#### Set task:
Find every line below that contains the word "caster", matching case exactly, and copy each of those lines.

[start of Extracted material]

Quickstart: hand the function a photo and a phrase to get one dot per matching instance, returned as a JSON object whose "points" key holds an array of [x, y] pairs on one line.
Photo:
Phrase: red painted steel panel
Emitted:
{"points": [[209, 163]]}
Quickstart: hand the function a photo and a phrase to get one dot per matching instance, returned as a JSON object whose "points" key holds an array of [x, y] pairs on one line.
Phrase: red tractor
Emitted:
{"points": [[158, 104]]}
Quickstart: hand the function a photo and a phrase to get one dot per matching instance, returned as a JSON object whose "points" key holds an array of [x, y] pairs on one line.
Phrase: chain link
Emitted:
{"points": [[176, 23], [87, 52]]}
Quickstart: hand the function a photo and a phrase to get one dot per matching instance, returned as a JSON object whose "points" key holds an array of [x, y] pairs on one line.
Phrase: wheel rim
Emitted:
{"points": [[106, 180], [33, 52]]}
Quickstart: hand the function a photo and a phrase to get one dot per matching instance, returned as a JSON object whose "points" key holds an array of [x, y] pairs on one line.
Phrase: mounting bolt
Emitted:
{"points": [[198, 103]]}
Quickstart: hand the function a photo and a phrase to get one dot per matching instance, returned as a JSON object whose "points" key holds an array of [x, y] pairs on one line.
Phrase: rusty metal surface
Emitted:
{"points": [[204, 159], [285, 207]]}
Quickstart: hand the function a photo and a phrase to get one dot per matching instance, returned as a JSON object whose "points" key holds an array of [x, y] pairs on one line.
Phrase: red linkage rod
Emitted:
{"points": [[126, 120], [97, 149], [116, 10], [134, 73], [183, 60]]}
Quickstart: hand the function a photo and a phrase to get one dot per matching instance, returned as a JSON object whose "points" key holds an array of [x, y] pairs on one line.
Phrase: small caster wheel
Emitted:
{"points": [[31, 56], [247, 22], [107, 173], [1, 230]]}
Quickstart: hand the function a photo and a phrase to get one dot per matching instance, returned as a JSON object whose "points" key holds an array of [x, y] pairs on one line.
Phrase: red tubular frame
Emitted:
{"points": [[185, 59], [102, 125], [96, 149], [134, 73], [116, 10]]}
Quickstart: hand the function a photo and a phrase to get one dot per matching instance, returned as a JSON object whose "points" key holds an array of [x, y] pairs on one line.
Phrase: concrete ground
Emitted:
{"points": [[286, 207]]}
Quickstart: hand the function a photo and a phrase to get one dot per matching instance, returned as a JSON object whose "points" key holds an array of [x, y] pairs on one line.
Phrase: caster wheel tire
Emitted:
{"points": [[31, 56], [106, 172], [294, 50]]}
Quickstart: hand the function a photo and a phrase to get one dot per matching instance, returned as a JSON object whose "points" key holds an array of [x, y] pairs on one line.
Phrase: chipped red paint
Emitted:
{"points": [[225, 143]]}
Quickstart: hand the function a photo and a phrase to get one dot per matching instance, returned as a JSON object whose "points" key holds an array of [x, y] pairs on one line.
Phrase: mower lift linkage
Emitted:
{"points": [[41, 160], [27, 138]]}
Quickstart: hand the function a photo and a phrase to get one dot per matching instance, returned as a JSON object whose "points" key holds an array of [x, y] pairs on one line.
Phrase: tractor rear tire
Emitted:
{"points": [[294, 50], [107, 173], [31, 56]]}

[end of Extracted material]

#### Output for this task:
Phrase: small caster wheel
Phrase: caster wheel tire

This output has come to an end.